[Point-based annotation data]
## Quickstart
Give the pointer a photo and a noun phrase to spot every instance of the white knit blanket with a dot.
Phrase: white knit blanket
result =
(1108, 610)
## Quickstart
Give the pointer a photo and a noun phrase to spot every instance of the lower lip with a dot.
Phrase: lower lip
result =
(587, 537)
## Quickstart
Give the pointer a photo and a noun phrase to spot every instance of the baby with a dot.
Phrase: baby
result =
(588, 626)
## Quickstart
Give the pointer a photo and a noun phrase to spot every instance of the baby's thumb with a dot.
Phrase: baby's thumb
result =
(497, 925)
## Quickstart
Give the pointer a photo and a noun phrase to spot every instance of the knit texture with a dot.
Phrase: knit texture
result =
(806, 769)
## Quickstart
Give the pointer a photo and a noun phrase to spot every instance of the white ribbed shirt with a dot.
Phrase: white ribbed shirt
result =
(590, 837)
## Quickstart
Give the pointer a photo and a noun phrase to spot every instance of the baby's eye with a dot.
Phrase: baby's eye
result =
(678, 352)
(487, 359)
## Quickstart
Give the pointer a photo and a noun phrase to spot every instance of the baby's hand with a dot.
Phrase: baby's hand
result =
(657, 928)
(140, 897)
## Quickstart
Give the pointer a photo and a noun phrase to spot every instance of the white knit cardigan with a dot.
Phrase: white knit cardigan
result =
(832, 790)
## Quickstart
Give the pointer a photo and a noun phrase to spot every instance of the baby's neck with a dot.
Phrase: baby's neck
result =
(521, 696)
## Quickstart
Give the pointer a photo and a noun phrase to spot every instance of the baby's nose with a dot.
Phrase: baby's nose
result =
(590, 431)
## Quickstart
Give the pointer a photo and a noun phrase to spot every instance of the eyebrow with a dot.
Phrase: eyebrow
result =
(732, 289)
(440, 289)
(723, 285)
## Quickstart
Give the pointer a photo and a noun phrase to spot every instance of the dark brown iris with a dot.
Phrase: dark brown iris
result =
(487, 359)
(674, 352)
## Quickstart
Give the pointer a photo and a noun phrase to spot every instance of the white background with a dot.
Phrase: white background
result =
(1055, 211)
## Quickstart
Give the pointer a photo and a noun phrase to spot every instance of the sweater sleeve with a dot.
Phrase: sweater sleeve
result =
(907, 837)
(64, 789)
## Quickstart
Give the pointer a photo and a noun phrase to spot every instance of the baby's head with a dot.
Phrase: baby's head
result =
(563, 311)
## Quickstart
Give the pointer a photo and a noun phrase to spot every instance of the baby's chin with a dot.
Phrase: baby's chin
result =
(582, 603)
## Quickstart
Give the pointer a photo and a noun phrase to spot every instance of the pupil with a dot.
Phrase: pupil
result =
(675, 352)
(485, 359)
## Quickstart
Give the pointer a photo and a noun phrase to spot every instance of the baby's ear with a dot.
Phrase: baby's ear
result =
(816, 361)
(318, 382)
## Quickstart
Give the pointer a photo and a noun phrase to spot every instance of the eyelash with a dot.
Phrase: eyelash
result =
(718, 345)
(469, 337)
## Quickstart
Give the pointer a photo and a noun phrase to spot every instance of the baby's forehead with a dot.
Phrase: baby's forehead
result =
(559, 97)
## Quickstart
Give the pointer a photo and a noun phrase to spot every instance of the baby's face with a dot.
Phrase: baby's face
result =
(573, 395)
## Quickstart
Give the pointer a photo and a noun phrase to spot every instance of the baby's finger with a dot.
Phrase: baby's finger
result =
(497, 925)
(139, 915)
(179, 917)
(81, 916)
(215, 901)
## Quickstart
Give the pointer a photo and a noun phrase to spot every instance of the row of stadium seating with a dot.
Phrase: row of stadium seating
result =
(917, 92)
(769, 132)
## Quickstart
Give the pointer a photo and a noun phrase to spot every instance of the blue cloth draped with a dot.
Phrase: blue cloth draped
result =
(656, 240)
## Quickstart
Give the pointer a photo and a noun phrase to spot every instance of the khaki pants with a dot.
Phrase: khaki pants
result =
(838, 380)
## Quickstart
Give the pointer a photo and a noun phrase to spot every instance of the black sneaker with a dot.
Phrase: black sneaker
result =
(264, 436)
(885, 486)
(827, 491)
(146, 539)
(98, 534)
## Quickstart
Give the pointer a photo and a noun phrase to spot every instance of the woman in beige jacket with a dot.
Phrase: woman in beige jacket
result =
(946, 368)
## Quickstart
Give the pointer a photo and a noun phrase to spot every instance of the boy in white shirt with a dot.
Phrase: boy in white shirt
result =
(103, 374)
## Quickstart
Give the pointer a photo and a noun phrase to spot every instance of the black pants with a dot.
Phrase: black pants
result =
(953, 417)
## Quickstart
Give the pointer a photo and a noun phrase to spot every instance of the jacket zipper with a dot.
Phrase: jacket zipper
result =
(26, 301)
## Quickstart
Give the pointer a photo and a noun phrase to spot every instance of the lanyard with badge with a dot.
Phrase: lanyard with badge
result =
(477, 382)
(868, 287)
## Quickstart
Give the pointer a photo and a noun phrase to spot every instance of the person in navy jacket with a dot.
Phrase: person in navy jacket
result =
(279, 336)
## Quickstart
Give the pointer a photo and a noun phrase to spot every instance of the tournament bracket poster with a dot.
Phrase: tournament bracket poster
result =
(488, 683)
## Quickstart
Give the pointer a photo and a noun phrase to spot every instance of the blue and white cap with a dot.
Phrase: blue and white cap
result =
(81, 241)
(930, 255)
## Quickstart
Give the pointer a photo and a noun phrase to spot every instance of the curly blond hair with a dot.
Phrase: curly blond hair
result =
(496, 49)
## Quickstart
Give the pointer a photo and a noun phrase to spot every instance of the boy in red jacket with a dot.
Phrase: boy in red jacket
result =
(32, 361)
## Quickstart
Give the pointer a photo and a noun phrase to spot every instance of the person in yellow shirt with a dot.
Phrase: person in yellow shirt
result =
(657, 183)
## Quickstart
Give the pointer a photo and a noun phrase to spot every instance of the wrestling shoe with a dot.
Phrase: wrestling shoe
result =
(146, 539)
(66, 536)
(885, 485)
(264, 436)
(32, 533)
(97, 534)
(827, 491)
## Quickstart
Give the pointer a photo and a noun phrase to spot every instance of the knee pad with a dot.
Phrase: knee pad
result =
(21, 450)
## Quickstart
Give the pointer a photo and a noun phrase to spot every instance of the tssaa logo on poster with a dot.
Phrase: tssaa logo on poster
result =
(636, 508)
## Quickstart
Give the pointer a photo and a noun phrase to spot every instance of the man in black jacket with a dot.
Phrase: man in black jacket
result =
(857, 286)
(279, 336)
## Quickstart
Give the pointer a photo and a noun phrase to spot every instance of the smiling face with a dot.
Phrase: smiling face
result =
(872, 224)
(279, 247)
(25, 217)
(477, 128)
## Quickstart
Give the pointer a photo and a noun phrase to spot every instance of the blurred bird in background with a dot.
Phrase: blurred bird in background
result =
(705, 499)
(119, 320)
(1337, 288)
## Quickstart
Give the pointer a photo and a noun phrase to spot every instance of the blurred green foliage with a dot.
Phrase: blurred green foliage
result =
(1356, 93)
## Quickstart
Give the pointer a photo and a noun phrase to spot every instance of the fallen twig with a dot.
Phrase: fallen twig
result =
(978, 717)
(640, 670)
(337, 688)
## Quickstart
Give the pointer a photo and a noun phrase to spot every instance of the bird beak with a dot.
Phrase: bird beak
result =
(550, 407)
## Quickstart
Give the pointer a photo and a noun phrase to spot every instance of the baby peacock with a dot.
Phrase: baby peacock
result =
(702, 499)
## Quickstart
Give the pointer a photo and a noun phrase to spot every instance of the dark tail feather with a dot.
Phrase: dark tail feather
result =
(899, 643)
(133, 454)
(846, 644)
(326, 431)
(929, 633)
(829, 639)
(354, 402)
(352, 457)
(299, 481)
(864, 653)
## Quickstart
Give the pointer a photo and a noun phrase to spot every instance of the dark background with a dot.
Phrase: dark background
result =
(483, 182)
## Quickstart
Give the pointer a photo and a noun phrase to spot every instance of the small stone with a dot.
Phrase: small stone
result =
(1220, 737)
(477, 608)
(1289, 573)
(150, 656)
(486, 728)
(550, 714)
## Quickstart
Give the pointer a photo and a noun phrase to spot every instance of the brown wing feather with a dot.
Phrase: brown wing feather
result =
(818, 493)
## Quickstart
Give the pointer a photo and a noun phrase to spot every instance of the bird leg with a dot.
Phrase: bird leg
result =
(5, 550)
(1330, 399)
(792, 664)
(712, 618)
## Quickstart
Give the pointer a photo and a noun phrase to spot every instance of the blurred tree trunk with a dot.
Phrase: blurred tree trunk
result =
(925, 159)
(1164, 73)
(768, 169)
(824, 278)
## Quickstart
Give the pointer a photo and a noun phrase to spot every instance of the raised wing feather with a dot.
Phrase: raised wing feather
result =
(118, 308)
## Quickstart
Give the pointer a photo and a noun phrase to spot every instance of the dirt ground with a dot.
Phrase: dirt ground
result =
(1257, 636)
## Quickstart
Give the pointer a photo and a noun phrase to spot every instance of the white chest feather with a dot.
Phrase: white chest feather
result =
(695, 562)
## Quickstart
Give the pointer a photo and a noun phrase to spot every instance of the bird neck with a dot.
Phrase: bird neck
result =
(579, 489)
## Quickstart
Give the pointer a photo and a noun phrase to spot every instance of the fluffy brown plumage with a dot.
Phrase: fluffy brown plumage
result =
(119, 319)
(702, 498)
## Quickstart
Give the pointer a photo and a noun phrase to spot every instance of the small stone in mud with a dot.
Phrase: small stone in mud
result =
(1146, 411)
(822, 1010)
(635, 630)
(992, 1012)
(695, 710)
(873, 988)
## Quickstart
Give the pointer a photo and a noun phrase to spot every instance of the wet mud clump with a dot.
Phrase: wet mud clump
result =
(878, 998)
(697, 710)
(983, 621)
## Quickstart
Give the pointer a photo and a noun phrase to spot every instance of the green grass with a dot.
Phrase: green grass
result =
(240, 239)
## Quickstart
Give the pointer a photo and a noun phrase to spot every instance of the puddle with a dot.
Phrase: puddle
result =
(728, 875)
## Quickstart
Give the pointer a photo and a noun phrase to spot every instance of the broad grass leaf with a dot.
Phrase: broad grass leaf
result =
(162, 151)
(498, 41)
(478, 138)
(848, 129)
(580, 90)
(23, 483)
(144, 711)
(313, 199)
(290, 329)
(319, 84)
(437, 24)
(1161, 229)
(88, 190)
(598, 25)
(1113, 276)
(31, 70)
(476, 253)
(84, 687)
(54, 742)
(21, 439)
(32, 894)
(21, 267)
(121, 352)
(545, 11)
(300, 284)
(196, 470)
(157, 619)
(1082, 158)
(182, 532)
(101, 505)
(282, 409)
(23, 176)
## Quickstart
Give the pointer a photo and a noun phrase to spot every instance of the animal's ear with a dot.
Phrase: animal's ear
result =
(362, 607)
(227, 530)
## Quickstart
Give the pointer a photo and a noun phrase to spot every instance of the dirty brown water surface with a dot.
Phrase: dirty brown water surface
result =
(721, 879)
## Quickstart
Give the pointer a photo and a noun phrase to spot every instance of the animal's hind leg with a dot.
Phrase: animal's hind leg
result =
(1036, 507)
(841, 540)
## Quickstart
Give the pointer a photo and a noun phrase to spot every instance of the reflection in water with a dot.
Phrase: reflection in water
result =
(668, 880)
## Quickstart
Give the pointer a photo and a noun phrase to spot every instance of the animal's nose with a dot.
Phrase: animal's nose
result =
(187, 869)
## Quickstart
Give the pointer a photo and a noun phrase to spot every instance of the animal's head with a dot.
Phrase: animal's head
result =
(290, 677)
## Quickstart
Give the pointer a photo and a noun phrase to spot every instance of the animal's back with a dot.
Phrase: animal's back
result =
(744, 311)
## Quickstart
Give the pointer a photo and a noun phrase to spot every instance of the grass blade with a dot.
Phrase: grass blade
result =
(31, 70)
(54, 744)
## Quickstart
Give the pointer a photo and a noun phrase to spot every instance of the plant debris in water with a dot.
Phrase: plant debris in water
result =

**WHAT IS EXPECTED**
Select every line of the entries above that contains the word "plumage", and copy each one.

**SOLUTION TO THIS PROBLEM**
Give the pointer a photo and a noun phrase to spot every instance of the fluffy brown plumage with a dot.
Phrase: fluffy brown plumage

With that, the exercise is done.